* [Belge Metni]:

┄┄┄┄┄┄

Ayetlerden anlaşılacağı üzere her iki ayette de Allah'tan başkasına secde edilmesi söz konusudur.

Vahidi, Bakara Suresi'nin 34. ayetinin tefsirinde "Ona hürmet ve selamlama için secde edin dedik. Buradaki secdeden kastı alnı yere koymak şeklinde olmayıp, tevazudan dolayı önünde eğilmektir" (El-Veciz fi Tefsiri Kitabil Aziz, 1/11.) derken Yusuf Suresi ayetinin tefsirinde ise "Bu eğilmek suretiyle gerçekleşen selamlama secdesidir" (El-Veciz fi Tefsiri Kitabil Aziz, 1/375.) demiştir.

İbn-i Kesir, bu ayetin tefsirinde Katade'nin "İtaat Allah'adır. Secde ile Allah Âdem’i şereflendirmiş, melekleri ona secde ettirmiştir" (İbn-i Kesir, Tefsiri) dediğini rivayet etmiştir.
İmam Taberi ve İbn-i Kesir, Yusuf Suresi'nin 100. ayetinde ifade edilen secdenin bir ibadet secdesi olmadığını bilakis alt konumda olanın üst konumda olana karşı önünde eğilmek suretiyle selamlama şeklinde olduğunu bunun Yakub (aleyhisselam)'ın şeraitinde caiz olduğunu ancak bizim şeraitimizde Muaz b. Cebel hadisi ile nesh olduğunu söylemişlerdir.(Taberi ve İbn-i Kesir tefsiri Yusuf Suresi 100. ayet)
Buna delil olarak da şu hadisi zikretmektedirler:
Kays b. Sâd diyor ki:
"Hiyre'ye gitmiştim. Orada halkın, Merzubana (Reislerine) secde ettiklerini gördüm. (Döndüğümde) Rasulullaha: "Ey Allahın Rasulu, sana secde etmeyelim mi?" diye sordum.
Buyurdu ki: "Şayet ben, bir kimsenin, Allahtan başkasına secde etmesini emredecek olsaydım, kadınların, kocalarına secde etmesini emrederdim. Zira Allah, kocalara kadınlar üzerinde birçok haklar vermiştir."
(Dârimî, K. es-Sahh, bab: 159)

┄┄┄┄┄┄

* [Hedefler]:
(a) Secde hakkındaki metne göre Kays b. Sâd, Hiyre'de halkın kime secde ettiğini görmüş?
(b) Aşağıdaki ifadelerin secde hakkındaki metinle uyuşup uyuşmadığını belirtin. Her biri için evet ya da hayır deyin ve metindeki belirleyici sözleri olduğu gibi alıntılayın.
(i) Vahidi, Yusuf Suresi ayetindeki secdeyi eğilerek yapılan bir selamlama secdesi olarak açıklamıştır.
(ii) Taberi ve İbn-i Kesir'e göre Yusuf Suresi'nin 100. ayetinde sözü edilen secde bir ibadet secdesidir.
(iii) Katade'nin sözünü rivayet eden kişi İbn-i Kesir'dir.
(c) Secde hakkındaki metni bittiği yerden devam ettirin.

* [Verilen Veriler]:
┄┄┄┄┄┄

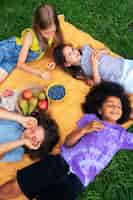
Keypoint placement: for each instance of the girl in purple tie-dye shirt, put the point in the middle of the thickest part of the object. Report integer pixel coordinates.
(98, 137)
(86, 152)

┄┄┄┄┄┄

* [Görev Yanıtları]:
(a) Merzubana, yani reislerine.

(b)
(i) Evet: "Bu eğilmek suretiyle gerçekleşen selamlama secdesidir"
(ii) Hayır: "Yusuf Suresi'nin 100. ayetinde ifade edilen secdenin bir ibadet secdesi olmadığını"
(iii) Evet: "İbn-i Kesir, bu ayetin tefsirinde Katade'nin"

(c)
İmam Kurtubi tefsir âlimlerinin burada secdenin şekli hakkında ihtilaf ettiklerini söylerken bununla beraber tüm âlimlerin icma ile bunun ibadet secdesi olmadığını bilakis selamlama secdesi olduğunu kabul ettiklerini bildirmiştir.(El-Camiu Li ahkam)


2-Allah'ın evi olarak adlandırılan Kabe de yapısı itibariyle bir meta olmasına karşın, nerede olursak olalım onu karşımıza alacak şekilde namaz kıldığımız, ibadet ettiğimiz, müminlerin birlik ve beraberliğinin timsali olan bir yapıdır. Ancak bir put da meta olmakla birlikte, ilahi vasıflar taşıdığına itikat edilerek, secde vb. ibadetlerde bulunmak kişiyi açıkça şirke düşüren bir fiilin doğmasına sebep olur.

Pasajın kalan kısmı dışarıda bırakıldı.